Das liegt in erster Linie am schlechten Zustand der Zähne der mongolischen Kinder. Warum dies so ist, wurde der deutschen Helferin nach einem Besuch in einem Supermarkt klar: "Ein Drittel der Sachen, die es dort zu kaufen gab, waren Süßigkeiten." Bei den älteren Patienten war die Sache dagegen ganz anders. Wer dort überhaupt noch Zähne hatte, bei dem waren sie auch im guten Zustand.
Martina Wolf führt dies auf die Ernährung der Asiaten zurück: "Trockener Käse, Kartoffeln, Karotten, Weißkraut - das ist alles gut für die Zähne." Und für eine Vegetarierin wie es die gebürtige Tiefenlautererin ist, hat diese Ernährung durchaus angenehme Seiten. Jeden Tag Gurken, viel "Puszta-Salat" und Kartoffelstampf - das war dann alles gar nicht so exotisch, wie Martina Wolf beim Hinflug befürchtet hatte.

■ Aufgaben:
1 – Welcher Anteil der Waren im Supermarkt bestand laut dem Textauszug über Martina Wolf in der Mongolei aus Süßigkeiten?
2 – Knüpfe an das Ende des Textauszugs über Martina Wolf in der Mongolei an und führe ihn weiter.

(Zeigedaten zu Referenzausdrücken)
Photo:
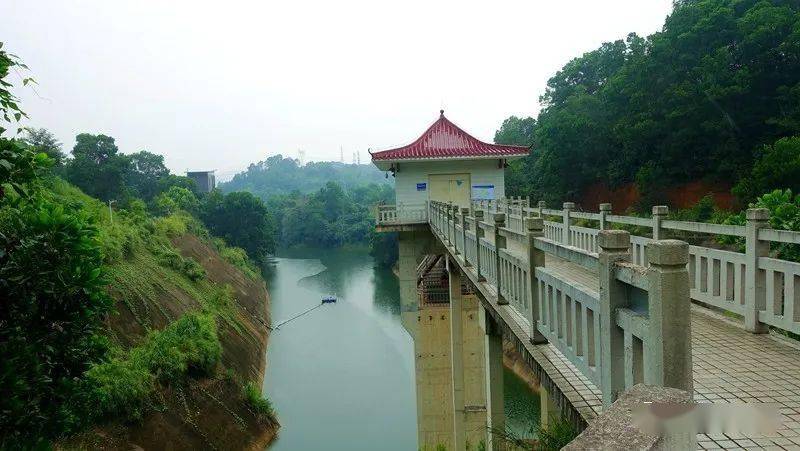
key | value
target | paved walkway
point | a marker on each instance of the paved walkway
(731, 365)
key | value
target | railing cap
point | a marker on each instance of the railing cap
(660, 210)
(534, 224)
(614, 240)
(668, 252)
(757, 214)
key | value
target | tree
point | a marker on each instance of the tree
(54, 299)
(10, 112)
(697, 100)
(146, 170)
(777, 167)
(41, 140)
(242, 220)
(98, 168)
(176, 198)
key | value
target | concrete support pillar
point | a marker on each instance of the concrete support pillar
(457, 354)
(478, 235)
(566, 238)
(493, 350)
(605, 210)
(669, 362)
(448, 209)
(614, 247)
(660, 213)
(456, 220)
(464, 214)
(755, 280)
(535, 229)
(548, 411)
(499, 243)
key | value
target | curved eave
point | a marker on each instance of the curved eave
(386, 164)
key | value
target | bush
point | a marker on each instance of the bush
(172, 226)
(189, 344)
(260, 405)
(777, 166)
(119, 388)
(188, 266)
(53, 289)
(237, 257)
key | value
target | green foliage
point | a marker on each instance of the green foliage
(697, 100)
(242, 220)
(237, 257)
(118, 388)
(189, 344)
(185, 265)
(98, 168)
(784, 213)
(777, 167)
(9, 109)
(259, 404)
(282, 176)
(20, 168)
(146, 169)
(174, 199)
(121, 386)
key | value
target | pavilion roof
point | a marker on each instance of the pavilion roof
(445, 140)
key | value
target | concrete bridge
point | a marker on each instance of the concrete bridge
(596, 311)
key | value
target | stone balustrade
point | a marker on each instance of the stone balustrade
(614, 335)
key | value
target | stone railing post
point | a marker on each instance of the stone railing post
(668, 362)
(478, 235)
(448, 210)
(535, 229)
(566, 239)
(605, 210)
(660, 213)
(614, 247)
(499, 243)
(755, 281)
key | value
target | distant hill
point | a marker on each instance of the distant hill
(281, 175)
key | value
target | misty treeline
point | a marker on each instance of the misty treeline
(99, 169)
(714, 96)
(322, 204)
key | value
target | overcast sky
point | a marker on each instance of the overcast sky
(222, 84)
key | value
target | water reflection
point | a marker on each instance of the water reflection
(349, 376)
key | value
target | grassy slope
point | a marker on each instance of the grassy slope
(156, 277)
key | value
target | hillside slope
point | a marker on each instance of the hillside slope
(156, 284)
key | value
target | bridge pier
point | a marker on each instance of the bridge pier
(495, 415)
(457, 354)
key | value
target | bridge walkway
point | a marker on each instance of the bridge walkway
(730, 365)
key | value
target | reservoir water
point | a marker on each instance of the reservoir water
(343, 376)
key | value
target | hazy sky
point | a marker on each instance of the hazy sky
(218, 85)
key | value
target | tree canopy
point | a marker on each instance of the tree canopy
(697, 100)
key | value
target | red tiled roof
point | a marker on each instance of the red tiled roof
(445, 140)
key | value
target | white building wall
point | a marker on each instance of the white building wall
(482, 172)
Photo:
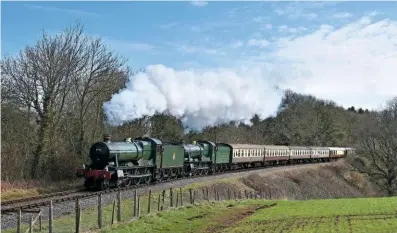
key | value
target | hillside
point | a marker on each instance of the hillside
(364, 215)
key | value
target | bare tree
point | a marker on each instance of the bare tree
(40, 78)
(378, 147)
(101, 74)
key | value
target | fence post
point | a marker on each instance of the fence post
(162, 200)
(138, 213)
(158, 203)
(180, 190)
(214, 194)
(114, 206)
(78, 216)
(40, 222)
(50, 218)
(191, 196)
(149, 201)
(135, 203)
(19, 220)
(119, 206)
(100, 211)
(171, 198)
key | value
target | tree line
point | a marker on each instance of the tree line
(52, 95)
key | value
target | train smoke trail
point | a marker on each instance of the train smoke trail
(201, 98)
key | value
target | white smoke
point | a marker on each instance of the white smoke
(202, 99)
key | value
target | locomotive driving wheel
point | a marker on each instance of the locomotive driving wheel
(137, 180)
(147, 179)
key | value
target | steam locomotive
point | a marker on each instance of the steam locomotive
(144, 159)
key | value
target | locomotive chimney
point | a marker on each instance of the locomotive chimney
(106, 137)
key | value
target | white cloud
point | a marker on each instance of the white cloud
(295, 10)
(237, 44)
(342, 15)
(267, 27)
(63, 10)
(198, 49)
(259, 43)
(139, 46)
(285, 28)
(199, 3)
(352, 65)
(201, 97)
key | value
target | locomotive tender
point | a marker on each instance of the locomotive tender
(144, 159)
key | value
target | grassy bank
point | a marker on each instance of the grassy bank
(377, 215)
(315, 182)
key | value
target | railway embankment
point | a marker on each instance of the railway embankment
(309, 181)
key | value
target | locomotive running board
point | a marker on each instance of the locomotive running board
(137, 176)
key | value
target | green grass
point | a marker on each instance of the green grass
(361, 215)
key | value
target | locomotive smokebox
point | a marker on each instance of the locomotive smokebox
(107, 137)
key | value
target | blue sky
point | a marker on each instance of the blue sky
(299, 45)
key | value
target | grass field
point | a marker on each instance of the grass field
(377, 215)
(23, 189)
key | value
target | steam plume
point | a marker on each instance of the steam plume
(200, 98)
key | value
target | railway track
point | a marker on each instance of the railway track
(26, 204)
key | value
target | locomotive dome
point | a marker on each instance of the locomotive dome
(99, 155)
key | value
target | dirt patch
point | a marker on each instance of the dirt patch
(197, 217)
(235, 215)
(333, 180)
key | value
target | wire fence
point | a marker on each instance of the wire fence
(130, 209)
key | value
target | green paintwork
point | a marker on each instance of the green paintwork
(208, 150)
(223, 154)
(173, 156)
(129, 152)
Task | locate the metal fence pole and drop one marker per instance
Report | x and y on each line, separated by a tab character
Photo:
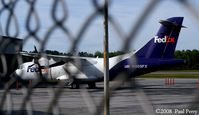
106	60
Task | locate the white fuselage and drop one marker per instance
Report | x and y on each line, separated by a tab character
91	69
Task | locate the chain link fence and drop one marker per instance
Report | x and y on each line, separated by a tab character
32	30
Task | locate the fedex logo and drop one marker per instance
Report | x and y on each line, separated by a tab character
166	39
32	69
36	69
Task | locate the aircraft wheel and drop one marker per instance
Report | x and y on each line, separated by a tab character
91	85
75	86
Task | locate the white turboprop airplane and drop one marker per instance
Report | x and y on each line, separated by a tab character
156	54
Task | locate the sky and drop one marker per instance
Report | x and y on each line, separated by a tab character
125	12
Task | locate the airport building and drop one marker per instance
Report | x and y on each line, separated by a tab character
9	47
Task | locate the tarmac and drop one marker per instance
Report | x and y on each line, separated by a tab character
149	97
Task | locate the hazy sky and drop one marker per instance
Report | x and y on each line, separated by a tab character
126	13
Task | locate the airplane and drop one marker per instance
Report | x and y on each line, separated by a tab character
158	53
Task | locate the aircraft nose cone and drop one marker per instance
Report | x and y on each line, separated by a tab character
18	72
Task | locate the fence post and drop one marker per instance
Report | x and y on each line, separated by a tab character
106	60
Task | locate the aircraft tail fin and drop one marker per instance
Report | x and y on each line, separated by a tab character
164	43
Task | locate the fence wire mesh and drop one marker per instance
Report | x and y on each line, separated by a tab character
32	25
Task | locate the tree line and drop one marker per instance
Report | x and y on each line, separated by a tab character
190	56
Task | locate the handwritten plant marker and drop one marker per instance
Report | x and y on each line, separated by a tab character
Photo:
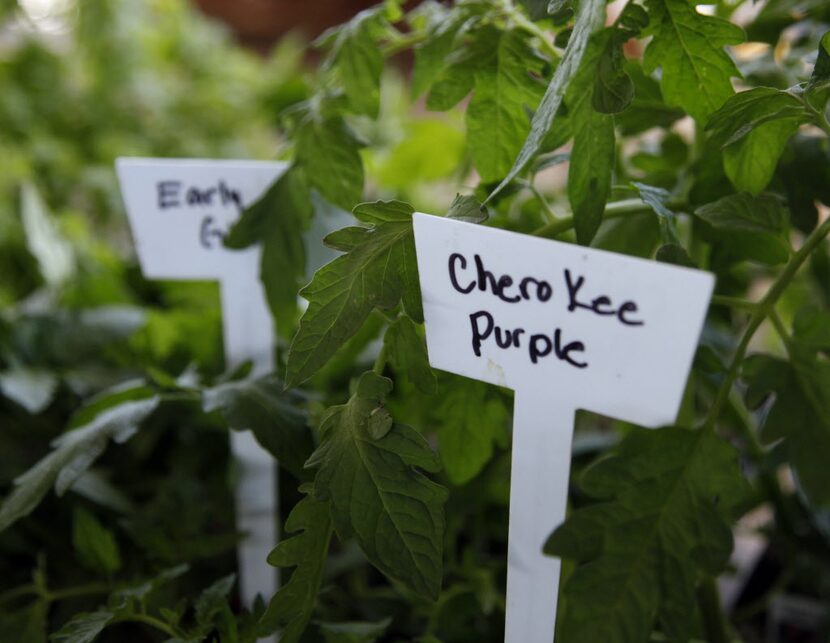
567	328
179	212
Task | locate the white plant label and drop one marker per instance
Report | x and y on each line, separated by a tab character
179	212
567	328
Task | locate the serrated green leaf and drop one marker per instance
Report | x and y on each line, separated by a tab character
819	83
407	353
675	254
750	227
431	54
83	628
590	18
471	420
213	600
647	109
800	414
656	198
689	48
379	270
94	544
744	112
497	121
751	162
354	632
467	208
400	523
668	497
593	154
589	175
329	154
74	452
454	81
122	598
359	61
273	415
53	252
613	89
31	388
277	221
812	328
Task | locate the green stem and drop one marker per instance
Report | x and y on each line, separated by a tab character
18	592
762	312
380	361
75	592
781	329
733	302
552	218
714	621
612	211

---

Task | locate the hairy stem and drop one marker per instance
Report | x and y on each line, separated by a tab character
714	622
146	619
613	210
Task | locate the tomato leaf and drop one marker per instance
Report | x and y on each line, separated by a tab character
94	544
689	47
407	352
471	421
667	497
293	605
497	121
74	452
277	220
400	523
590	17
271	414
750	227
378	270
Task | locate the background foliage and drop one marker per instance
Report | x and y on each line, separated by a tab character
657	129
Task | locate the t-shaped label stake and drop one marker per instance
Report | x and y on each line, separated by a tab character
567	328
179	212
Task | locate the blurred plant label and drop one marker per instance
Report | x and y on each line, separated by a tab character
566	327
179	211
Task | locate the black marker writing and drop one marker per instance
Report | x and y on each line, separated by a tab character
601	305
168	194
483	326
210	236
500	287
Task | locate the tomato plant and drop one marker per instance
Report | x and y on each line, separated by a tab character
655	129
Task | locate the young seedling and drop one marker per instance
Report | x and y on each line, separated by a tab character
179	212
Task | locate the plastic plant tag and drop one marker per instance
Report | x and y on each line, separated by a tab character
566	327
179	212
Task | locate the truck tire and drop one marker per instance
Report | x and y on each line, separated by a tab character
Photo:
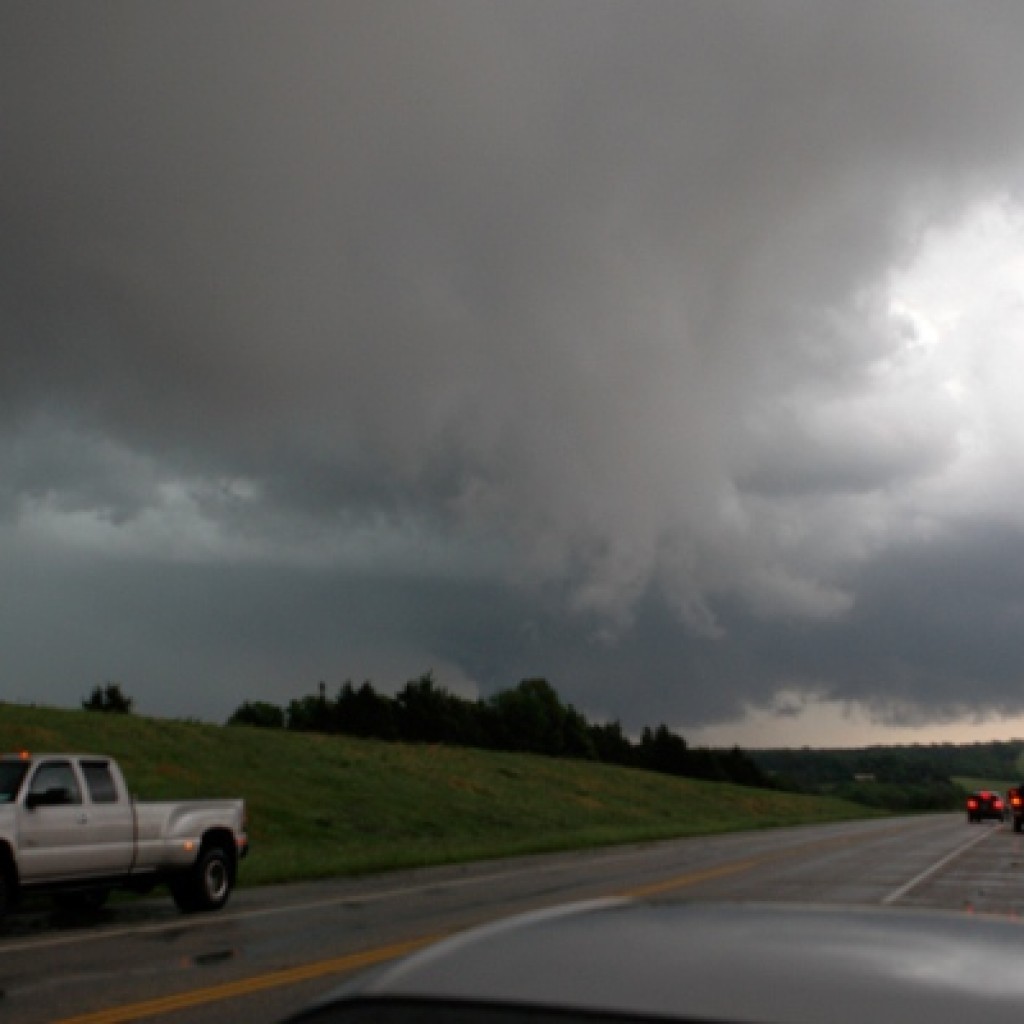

---

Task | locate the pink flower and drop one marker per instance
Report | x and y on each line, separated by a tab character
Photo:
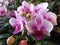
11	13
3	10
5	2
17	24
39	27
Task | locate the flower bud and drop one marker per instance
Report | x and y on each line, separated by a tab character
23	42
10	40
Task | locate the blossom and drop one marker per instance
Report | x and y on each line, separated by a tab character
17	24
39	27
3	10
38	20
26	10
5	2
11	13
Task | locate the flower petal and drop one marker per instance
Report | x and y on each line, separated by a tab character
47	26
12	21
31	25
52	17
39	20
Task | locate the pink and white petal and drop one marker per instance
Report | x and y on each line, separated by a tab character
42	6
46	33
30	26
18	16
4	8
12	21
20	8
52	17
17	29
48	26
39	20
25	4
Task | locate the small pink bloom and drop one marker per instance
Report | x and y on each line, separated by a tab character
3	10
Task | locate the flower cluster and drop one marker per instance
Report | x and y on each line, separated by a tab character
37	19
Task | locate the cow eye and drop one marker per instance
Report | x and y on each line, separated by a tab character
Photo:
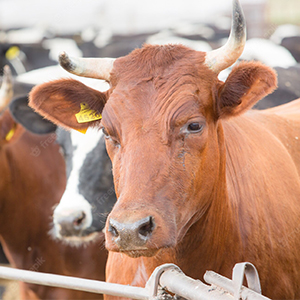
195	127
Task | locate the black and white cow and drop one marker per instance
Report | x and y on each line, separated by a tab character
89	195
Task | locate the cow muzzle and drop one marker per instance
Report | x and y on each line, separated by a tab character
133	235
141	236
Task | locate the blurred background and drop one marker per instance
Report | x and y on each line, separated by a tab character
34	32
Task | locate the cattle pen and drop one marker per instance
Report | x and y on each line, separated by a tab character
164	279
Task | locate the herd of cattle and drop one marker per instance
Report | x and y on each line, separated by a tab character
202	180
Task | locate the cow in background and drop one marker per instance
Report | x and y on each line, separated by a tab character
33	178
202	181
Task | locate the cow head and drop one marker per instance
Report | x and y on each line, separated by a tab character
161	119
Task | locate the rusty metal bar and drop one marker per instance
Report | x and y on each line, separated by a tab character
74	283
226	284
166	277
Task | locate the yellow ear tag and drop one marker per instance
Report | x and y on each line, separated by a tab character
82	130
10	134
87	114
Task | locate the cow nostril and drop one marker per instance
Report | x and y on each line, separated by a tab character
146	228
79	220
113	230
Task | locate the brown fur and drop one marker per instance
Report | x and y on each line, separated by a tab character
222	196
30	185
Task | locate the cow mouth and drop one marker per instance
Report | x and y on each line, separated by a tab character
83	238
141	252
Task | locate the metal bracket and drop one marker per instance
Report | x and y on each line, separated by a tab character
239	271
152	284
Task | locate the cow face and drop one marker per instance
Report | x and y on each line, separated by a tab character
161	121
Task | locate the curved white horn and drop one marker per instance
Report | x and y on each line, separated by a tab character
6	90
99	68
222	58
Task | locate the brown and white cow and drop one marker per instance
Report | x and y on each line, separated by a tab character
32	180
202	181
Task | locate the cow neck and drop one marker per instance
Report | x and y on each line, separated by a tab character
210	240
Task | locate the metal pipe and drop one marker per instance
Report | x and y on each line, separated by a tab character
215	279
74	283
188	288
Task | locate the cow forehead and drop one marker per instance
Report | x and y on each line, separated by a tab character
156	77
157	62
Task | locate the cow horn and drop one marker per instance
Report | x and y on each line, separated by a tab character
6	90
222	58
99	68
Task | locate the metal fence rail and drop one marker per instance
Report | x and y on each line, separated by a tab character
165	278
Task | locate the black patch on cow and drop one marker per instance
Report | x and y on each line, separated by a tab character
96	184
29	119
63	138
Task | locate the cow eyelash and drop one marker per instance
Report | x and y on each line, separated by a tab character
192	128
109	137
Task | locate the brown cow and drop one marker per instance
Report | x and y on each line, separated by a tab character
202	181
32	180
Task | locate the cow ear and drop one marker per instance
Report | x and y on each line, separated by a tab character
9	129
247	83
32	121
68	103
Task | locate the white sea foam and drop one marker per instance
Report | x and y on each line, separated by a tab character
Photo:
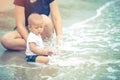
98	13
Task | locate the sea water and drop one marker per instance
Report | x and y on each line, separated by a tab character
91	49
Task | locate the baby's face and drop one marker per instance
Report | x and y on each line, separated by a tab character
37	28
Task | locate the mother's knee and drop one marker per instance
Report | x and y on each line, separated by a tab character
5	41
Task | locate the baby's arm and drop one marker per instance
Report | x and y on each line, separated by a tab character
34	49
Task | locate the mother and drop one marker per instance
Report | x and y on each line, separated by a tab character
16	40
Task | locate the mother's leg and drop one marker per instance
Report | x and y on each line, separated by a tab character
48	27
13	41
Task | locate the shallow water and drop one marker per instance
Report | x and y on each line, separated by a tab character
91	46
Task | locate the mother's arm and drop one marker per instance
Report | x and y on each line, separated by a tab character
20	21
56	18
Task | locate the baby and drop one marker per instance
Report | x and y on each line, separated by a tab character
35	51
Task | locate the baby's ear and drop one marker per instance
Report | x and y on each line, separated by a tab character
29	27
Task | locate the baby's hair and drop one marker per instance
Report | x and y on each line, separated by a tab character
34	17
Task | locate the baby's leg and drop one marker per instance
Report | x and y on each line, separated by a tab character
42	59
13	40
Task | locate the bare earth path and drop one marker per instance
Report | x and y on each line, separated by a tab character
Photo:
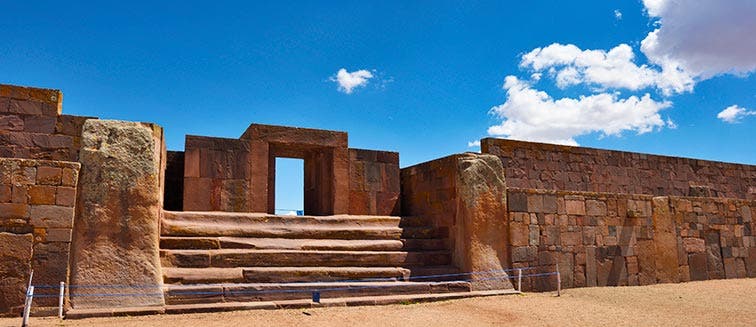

■ Lösungen:
1 – Ein Drittel.

2 –
Natürlich gab es auch kulinarische Abenteuer. Schaf- und Ziegenfleisch stehen, meist gekocht, ganz oben auf der Speisekarte der Einheimischen, dazu gibt es vergorenen Schnaps aus Ziegenmilch. "Das war schon heftig", sagt Wolf im Rückblick. Und nicht zu vergessen: der Dschingis-Khan-Wodka, dem die Einheimischen doch ein bisschen mehr zusprechen als es gut sein dürfte. Aber auch Martina Wolf musste nach einer Kostprobe einräumen: "Geschmeckt war er wirklich."
Die bleibendsten Eindrücke haben freilich die Menschen selbst hinterlassen, auch wenn die Mongolen für europäische Verhältnisse doch einige Zeit brauchen, ehe sie einen Fremden anlächeln. "Geduldig, tapfer und dankbar", waren die Patienten für Martina Wolf. Dass ein deutsches Team des DWLF unterwegs war, sprach sich schnell herum.
Frau kam zur Behandlung über 60 Kilometer mit dem Pferd angereist
Eine Frau kam sogar über 60 Kilometer weit mit dem Pferd zur Behandlung geritten, andere reisten mit der kompletten vierköpfigen Familie auf einem bunt geschmückten Moped an. Neben Jinst waren Wolf und ihre Kollegen auch in Baatsagaan, einer weiteren Provinzhauptstadt, im Einsatz. Rund 1000 Einwohner haben diese Siedlungen zumeist, selten mehr. Viel größere Städte gibt es kaum, weil die Mongolen wie seit Jahrtausenden weit verstreut in ihren Jurten (Zelten) auf dem Land leben.
Noch einmal? Warum nicht!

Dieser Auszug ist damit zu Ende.